* DIRECTIONS
According to the blog post about a daughter starting school, how many days a week did the daughter attend preschool before covid?

I feel like I needed to share this. Not just to moan in support of feminism and against stereotypes (though there is some of that) but because it irks me that the message isn’t yet clear. For some unknown reason we still feel it’s our right to tell other mums how to parent. How to feel. We are still putting mother’s in boxes of ‘she should’ or ‘you’d think she would….’
So to put this into some context for you, my daughter started school the first week in September. It’s her first year. Before covid she was at preschool 4 days a week, but since covid struck in March she’s been home with me. No childcare, because preschool didn’t reopen until September either, by which time she was ready to start school. The most common questions I’ve been asked since people learned she was set to start school are
1. When are you having another baby? And 2. I bet you’ll hate it when she’s at school won’t you?
Note question 2 is in fact a statement, posing as a question. An assumption based on zero background information. It’s only merit is that because my daughter is starting school the presumption is I’ll have too much time on my hands. I’ll be bored. I’m her mother so I’m bound to miss her implicitly when she isn’t around for any length of time, but more so when that time is spent at school. Right?
Well sorry to act offended at your presumption but it does in fact feel offensive that you assume my life is less fulfilling when I am not around my child. There’s an undertone that when I state how, in fact I’m excited for her to be starting her new journey, and I’m excited for me too, getting to have some time to myself again – it’s as though I’ve implied in some way that I don’t love her, or I don’t enjoy being a mum.
What’s more disappointing is that these statements are usually made by other women more often other mums.
There’s no right or wrong way to be a mum. You might love being with them so much that you automatically feel a sense of loss when they go to school. Nostalgia for their infancy. Both scenarios are perfectly acceptable, and so is looking forward to them going to school, looking forward to snippets of alone time or getting back to work and routine. A lot of women have to work nowadays in order to support the household, and this means we have to leave our children, but just because we have to, doesn’t mean we can’t want to occasionally too.
I love the quality time my daughter and I spend together, but I also love time to myself.
My circumstances might be unique because I’m chronically ill, and this often means I need to lean on people for support with childcare, sending her to school just means less relying on others in the family and more time to recover for me. I’ve waited a long 7 months for some rest and I will wait less than 6 weeks at the start of term, for a week off with her when half term comes around.
The climax or crux of this article is this. We all parent differently, we all feel differently about our children as they grow. Some long for the baby stage whilst I love the here and now stage. The stage where’s she chatting, drawing me pictures and telling me she loves me. Just because you don’t miss your kids every minute of the 360 they spend at school each day, doesn’t mean you love them any less than the next mum. I feel like we need to get better at normalising feelings of discontentment in motherhood. Feelings of normalcy. Feelings of desperation and in this case the lack of feelings in regards to empty nest syndrome or ‘school mum life’
As mothers we are weighed down with responsibility, organisation, emotional reactions, not least the physical endurance that is required to keep up with our mini me’s. We don’t need to feel the weight of someone else’s judgement too, whoever that someone is, but particularly less from another mother. We’re part of the same club now, hun. The Mum Club. And I think we should try and make it wholly inclusive. What do you think?

* Saved entries
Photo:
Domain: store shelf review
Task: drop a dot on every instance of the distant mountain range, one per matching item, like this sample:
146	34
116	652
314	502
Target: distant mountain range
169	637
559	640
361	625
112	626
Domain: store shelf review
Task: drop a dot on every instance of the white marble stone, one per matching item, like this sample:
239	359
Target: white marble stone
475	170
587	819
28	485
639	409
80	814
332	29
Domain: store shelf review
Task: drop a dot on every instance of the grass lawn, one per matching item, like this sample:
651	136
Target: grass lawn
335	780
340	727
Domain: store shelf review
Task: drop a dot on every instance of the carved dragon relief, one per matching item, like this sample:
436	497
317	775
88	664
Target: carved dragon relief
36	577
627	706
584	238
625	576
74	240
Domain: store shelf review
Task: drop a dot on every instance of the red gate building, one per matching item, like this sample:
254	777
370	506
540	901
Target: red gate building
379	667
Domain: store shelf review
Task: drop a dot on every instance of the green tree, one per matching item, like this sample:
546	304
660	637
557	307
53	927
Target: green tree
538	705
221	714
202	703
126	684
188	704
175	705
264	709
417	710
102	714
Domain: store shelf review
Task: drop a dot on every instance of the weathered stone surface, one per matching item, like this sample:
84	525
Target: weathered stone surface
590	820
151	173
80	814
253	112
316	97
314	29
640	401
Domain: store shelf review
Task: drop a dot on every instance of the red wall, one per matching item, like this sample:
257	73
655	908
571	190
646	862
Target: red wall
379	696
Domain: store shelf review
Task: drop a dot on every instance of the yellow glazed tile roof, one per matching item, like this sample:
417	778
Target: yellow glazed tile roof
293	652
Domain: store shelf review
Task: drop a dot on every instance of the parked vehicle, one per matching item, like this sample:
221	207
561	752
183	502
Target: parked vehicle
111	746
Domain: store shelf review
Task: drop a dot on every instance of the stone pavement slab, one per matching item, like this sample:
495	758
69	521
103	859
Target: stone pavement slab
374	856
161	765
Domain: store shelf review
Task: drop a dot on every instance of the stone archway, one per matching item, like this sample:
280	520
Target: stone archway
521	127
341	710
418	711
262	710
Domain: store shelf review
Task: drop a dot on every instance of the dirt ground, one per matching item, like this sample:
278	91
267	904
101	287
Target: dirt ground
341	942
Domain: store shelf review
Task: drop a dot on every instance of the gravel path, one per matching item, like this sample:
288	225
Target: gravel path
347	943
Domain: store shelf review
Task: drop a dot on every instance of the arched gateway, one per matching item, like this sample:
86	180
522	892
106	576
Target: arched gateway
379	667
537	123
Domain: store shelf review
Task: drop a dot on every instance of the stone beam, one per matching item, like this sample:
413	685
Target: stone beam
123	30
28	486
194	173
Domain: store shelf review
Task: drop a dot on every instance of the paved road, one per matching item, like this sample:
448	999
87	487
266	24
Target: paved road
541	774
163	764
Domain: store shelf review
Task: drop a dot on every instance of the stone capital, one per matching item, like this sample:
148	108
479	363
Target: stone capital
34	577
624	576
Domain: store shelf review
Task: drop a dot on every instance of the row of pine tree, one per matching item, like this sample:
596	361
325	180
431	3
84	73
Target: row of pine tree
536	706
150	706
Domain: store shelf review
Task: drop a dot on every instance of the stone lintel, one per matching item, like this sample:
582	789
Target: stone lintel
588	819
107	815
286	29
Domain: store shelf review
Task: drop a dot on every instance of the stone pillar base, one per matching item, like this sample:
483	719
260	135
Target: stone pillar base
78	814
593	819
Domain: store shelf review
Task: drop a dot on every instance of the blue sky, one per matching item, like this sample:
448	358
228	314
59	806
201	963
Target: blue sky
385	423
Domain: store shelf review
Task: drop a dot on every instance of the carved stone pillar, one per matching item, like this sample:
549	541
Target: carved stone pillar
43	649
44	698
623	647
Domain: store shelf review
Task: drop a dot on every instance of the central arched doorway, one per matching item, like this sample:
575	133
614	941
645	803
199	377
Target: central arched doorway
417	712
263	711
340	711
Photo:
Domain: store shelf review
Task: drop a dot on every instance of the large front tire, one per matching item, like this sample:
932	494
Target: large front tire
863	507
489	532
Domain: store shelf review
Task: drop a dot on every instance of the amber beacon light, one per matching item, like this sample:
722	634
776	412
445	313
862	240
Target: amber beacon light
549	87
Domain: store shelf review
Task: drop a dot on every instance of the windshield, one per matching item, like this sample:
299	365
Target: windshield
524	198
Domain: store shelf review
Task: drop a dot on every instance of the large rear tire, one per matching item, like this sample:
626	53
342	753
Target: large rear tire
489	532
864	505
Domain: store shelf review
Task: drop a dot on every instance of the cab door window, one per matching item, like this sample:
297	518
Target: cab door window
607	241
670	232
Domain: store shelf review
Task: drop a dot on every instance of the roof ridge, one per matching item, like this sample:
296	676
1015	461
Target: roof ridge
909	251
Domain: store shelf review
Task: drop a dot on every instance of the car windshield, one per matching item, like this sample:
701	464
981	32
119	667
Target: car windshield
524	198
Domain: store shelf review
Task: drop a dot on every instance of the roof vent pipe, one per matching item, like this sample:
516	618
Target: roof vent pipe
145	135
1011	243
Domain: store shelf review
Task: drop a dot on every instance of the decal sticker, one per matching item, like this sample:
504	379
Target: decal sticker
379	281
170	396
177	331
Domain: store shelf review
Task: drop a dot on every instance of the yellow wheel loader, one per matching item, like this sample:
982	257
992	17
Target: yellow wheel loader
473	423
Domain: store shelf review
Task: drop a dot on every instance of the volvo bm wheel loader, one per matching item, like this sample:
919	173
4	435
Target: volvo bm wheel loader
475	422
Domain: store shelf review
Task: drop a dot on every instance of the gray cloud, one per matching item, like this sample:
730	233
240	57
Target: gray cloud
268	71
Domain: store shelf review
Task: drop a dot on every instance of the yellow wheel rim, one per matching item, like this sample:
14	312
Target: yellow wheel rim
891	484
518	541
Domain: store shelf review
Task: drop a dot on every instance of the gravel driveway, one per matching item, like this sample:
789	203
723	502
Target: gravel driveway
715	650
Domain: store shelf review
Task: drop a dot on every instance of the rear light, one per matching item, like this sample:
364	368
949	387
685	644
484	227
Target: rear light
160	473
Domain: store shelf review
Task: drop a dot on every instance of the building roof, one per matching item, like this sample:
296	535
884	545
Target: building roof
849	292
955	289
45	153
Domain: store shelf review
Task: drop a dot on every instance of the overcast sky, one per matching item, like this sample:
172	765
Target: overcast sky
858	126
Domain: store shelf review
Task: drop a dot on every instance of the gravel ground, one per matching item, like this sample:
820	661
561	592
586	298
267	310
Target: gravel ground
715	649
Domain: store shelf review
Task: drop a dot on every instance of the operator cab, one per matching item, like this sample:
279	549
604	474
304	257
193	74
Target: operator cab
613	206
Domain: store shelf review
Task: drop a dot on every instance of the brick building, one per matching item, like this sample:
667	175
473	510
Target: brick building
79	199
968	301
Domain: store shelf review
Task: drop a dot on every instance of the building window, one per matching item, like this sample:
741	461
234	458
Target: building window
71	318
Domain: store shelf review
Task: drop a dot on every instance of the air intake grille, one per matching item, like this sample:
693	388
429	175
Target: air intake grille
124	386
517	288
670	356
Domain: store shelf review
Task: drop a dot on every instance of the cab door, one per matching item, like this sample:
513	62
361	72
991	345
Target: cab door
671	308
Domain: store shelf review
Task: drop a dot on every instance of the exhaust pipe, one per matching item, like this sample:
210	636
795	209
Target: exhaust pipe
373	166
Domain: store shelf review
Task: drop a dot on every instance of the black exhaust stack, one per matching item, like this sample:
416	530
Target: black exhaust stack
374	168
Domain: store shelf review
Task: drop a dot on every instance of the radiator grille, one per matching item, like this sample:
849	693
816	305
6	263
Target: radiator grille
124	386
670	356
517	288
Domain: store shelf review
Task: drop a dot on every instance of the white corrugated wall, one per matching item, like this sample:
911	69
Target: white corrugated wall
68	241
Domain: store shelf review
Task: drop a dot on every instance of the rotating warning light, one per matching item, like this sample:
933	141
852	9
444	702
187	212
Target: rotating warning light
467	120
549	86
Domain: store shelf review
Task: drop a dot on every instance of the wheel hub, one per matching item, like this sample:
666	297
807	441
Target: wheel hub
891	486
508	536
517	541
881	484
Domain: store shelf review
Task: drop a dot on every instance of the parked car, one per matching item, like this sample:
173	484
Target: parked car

* THE COMPLETED TASK
4 days a week.